## Teks Sumber
Belakangan ramai diberitakan rencana pembelian alat utama sistem persenjataan TNI yang ditawarkan dengan harga murah oleh beberapa negara Eropa yang dilanda krisis ekonomi.
Menteri Pertahanan RI mengatakan, alat utama sistem persenjataan (alutsista) yang akan dibeli antara lain pesawat tempur F-16, helikopter tempur Apache, dan MBT (main battle tank) Leopard 2A6 buatan Jerman. Tampaknya ini bukan lagi sekadar wacana karena Presiden SBY sudah merestui dan menyediakan anggaran 6,5 miliar dollar AS.
Berita ini tentu sangat menggembirakan karena TNI akan segera memiliki sejumlah alutsista yang masih tergolong anyar kendati bukan barang baru keluar dari pabrik. Namun, dalam aksi borong tersebut terdapat beberapa hal (menyangkut teknis militer) yang harus dipertimbangkan dengan matang sebelum terjadi kesepakatan yang mengikat.
Leopard 2A6
Walaupun Jerman sudah memproduksi Leopard 2A7 pada 2010, MBT yang mulai diproduksi tahun 2001 ini masih tergolong produk mutakhir. MBT merupakan salah satu tank terbaik di dunia dengan senjata utama kanon 120 mm yang memiliki akurasi tembakan sangat tinggi dan dilengkapi pula oleh senapan mesin (coaxial) 7,62 mm.
Tank ini sudah dipakai oleh sedikitnya 15 negara, terutama di Eropa dan Kanada. Kendati demikian, sebelum memutuskan membelinya, TNI perlu mengkaji secara rinci dan mendalam, terutama kelayakannya untuk dioperasikan di sejumlah wilayah di Indonesia.
MBT berbobot 62 ton ini memang cocok dioperasikan di Timur Tengah, Eropa, atau Afrika. Namun, untuk medan di Indonesia yang umumnya berkonfigurasi hutan, sungai, dan rawa akan sulit bermanuver.
Bisa dibayangkan untuk bergerak di Pulau Jawa saja terdapat demikian banyak jalan dan jembatan yang kapasitasnya tidak mendukung, apalagi jika digerakkan di Kalimantan dengan jaringan jalan yang masih parah. Tank canggih ini akan lemot karena kemampuan mobilitasnya terhambat keadaan alam dan kondisi infrastruktur. Dengan demikian, walau punya persenjataan canggih, berpotensi menjadi sasaran empuk artileri atau pesawat tempur musuh.

## Soal Latihan
1: Cari setiap baris dalam entri di bawah yang mengandung kata "stone", lalu salin baris-baris tersebut.
2: Tuliskan lanjutan teks tentang rencana pembelian alutsista TNI di atas, dimulai setelah kalimat terakhirnya.

## Data Latihan
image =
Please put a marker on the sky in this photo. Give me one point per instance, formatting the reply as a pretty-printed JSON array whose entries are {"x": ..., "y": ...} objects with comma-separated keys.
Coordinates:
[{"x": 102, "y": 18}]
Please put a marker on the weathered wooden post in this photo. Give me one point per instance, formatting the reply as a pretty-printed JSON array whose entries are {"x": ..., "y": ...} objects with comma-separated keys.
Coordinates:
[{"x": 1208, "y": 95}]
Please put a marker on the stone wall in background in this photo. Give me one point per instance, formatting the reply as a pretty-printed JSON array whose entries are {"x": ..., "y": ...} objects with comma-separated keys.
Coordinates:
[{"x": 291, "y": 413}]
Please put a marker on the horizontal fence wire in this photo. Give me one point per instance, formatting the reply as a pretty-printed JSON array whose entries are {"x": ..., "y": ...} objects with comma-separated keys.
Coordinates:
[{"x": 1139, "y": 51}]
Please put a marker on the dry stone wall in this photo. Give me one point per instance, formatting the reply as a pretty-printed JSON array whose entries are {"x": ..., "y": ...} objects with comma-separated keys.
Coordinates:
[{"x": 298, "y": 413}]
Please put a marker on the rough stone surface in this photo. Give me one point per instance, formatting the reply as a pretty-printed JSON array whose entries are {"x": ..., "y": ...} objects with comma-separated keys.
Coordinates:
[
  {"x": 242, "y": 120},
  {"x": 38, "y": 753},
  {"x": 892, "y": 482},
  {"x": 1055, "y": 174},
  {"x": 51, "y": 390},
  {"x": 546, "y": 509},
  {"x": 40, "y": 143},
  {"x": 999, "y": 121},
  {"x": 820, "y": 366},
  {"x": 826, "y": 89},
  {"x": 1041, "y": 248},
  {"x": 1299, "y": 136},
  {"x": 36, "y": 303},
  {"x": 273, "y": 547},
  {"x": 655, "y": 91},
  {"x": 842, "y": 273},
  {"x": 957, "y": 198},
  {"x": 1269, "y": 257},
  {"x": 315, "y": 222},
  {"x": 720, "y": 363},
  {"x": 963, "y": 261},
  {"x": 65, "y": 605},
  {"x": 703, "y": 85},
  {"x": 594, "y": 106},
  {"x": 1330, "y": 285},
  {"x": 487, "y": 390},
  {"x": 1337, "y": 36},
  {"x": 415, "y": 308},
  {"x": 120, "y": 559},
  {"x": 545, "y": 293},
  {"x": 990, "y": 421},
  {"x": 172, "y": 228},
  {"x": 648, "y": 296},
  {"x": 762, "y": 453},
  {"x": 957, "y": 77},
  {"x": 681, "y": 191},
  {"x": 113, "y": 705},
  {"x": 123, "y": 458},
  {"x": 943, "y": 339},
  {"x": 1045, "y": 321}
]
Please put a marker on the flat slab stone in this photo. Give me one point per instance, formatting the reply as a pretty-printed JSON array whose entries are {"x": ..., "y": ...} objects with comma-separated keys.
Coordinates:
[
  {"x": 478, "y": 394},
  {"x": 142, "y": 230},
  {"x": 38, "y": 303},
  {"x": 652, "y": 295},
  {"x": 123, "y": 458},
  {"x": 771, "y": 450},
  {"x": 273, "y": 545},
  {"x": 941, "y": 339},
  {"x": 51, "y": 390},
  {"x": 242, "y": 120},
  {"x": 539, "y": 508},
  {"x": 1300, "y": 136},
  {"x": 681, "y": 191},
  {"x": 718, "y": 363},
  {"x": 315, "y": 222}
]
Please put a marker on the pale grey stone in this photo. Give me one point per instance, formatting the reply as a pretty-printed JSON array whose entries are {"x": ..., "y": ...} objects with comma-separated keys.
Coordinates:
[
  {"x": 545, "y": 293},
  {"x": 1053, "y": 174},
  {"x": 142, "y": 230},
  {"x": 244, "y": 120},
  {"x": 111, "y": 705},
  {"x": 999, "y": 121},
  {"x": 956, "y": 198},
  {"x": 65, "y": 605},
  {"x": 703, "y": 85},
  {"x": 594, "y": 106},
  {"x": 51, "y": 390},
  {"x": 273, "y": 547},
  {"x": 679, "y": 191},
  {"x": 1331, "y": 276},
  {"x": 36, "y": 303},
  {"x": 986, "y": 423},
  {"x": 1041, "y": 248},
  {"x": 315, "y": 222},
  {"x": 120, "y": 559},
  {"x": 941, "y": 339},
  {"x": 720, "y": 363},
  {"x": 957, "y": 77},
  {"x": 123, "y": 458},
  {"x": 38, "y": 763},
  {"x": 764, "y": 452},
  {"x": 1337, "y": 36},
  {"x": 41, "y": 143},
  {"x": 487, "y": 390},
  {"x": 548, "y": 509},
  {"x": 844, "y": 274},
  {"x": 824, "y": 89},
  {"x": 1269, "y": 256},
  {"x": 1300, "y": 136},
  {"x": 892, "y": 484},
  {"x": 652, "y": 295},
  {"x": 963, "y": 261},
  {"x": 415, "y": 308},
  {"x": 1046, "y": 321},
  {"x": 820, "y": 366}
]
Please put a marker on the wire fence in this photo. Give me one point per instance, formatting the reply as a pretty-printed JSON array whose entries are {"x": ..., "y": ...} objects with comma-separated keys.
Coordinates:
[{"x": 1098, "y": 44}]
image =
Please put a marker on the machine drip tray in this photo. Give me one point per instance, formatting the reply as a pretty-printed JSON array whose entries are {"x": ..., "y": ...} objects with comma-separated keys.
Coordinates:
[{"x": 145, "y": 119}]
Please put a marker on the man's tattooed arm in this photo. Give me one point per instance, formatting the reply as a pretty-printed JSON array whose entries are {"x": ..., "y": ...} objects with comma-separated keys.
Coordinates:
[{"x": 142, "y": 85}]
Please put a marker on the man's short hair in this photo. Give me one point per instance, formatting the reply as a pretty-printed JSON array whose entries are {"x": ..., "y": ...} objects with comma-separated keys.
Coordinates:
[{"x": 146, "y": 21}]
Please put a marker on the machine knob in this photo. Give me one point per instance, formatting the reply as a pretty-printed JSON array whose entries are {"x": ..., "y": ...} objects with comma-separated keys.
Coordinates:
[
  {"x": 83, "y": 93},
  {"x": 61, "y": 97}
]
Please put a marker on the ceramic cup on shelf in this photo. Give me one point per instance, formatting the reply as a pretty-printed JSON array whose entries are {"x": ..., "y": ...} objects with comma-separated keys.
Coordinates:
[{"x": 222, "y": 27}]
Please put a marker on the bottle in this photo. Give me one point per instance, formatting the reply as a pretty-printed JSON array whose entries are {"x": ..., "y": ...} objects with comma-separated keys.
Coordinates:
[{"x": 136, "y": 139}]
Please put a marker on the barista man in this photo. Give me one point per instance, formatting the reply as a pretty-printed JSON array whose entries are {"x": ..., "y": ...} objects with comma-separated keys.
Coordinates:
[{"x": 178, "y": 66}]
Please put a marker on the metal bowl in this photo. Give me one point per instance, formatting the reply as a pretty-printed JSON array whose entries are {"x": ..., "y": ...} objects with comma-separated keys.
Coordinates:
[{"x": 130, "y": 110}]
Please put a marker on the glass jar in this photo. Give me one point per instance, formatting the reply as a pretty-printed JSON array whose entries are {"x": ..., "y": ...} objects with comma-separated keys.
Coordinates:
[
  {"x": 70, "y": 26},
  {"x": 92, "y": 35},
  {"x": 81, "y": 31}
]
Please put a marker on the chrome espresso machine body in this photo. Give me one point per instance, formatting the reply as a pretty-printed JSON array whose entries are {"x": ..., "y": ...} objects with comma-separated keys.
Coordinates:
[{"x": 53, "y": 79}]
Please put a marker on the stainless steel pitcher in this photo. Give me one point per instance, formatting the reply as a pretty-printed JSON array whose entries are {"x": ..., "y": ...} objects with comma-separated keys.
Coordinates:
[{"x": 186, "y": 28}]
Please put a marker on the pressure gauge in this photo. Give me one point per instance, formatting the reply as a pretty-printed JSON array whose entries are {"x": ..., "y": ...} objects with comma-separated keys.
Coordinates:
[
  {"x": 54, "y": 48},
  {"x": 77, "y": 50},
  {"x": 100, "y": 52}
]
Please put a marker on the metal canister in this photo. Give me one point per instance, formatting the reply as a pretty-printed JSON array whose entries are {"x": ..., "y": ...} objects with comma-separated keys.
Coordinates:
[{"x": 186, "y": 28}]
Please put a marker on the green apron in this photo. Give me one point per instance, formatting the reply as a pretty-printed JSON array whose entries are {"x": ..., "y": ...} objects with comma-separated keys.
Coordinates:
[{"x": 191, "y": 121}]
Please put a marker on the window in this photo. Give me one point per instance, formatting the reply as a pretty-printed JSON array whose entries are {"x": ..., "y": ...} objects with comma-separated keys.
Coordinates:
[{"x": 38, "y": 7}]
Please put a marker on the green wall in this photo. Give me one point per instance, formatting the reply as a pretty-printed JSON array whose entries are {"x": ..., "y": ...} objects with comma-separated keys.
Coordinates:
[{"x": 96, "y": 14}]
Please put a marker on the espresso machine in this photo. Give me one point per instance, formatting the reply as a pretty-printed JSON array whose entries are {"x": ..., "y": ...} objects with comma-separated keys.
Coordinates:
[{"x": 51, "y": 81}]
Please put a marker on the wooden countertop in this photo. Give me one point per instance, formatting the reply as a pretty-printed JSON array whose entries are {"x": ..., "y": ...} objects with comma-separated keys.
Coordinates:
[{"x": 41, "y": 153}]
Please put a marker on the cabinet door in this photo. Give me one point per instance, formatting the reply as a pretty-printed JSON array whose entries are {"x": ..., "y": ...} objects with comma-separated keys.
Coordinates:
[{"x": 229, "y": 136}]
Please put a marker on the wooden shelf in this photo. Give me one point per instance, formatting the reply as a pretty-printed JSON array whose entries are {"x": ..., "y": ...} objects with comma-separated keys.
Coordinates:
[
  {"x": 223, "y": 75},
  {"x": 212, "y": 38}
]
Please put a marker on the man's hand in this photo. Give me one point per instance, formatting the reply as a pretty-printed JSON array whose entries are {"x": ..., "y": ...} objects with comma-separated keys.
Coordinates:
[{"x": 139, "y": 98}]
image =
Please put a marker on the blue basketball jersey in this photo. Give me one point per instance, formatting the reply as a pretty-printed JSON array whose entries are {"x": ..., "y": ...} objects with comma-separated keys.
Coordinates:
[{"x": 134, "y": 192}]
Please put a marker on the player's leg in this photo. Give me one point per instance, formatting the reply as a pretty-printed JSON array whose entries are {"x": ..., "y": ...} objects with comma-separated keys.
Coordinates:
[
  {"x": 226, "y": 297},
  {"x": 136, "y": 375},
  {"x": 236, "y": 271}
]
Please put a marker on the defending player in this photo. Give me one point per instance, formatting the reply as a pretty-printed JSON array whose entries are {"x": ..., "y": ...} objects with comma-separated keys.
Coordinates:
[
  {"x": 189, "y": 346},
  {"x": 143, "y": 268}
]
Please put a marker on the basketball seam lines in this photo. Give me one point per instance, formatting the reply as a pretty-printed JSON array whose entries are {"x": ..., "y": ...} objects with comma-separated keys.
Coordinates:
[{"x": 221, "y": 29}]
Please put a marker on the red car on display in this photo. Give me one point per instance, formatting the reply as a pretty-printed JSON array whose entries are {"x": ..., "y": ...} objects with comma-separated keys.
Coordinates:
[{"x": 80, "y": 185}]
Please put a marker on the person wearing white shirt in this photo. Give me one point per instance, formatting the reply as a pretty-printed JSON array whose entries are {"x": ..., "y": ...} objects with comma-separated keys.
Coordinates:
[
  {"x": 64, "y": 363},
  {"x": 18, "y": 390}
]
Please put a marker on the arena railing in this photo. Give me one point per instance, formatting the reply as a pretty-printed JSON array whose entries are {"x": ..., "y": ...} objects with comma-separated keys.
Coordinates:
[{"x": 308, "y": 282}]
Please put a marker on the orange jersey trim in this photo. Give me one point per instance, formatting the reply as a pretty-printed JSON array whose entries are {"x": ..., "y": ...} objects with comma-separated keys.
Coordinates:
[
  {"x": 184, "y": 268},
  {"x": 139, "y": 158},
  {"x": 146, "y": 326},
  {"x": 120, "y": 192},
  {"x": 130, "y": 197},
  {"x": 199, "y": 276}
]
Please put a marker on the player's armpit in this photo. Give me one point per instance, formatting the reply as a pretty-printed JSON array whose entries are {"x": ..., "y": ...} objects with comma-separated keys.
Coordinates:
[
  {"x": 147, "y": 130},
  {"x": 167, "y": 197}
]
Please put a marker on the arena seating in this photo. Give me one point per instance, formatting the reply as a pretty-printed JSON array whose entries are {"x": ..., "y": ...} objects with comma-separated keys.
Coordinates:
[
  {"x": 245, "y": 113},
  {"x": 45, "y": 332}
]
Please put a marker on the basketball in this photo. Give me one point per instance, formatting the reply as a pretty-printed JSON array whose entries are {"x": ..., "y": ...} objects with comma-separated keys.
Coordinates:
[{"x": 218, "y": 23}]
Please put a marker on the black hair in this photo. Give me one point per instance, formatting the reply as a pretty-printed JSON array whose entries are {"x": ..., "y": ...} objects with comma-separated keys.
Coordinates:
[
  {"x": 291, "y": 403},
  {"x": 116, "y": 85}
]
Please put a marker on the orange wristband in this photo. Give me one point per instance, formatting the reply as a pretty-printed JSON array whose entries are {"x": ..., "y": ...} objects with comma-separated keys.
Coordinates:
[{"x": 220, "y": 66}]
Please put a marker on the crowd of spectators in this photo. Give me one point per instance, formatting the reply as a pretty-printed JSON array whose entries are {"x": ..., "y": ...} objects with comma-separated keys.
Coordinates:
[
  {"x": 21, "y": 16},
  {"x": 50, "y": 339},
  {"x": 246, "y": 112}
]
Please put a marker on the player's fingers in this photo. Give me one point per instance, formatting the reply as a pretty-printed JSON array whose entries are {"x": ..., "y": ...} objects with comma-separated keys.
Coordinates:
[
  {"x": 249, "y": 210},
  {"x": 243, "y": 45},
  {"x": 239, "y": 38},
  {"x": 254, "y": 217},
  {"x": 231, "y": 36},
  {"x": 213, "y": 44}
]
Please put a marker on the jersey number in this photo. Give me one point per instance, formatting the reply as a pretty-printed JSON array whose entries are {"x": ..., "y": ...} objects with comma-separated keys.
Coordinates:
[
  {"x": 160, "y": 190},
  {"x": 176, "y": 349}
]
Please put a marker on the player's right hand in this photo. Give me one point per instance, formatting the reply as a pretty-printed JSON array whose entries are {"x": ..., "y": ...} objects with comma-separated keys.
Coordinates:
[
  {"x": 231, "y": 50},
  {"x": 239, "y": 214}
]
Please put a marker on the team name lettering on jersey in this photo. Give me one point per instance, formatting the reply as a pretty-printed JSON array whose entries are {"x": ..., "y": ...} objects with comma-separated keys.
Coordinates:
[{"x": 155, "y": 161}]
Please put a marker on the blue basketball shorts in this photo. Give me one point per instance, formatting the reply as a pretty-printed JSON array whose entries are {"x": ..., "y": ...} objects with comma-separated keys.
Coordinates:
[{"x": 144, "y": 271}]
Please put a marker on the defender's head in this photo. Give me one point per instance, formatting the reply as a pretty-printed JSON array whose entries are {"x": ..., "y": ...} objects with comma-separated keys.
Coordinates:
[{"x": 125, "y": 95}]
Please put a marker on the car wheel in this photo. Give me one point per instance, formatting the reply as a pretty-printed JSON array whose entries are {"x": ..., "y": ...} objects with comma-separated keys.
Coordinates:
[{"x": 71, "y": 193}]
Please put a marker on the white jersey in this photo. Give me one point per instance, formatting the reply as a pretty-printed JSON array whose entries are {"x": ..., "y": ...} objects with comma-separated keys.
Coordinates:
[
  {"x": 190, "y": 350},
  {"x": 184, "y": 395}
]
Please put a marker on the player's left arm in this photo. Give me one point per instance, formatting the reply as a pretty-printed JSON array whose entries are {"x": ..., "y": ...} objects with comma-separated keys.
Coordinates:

## Jawaban
1:
Please put a marker on the stone wall in background in this photo. Give me one point per instance, formatting the reply as a pretty-printed JSON array whose entries are {"x": ..., "y": ...} objects with comma-separated keys.
Please put a marker on the dry stone wall in this photo. Give me one point per instance, formatting the reply as a pretty-printed JSON array whose entries are {"x": ..., "y": ...} objects with comma-separated keys.
Please put a marker on the rough stone surface in this photo. Give me one point per instance, formatting the reply as a pretty-printed JSON array whose entries are {"x": ..., "y": ...} objects with comma-separated keys.
Please put a marker on the flat slab stone in this photo. Give me one point per instance, formatting the reply as a pretty-printed JSON array whose entries are {"x": ..., "y": ...} objects with comma-separated keys.
Please put a marker on the pale grey stone in this photo. Give me one point per instance, formatting the reply as a pretty-printed JSON array whose entries are {"x": ..., "y": ...} objects with comma-separated keys.

2:
Selain itu, dengan kapasitas mesin 1.500 hp, tank ini sangat boros bahan bakar. Maka, operasionalisasi tank dengan kemampuan jelajah hanya 500 km, kecepatan maksimum 68 km per jam, dan kemampuan mengarungi air (fording capability) sedalam 1 meter (dengan persiapan khusus bisa 4 meter) ini, selain mahal, pasti akan menemui kesulitan cukup berat menyangkut logistiknya. Untuk keperluan refueling, misalnya, diperlukan banyak pos pengisian bahan bakar yang tersebar di medan yang sulit seperti di Kalimantan.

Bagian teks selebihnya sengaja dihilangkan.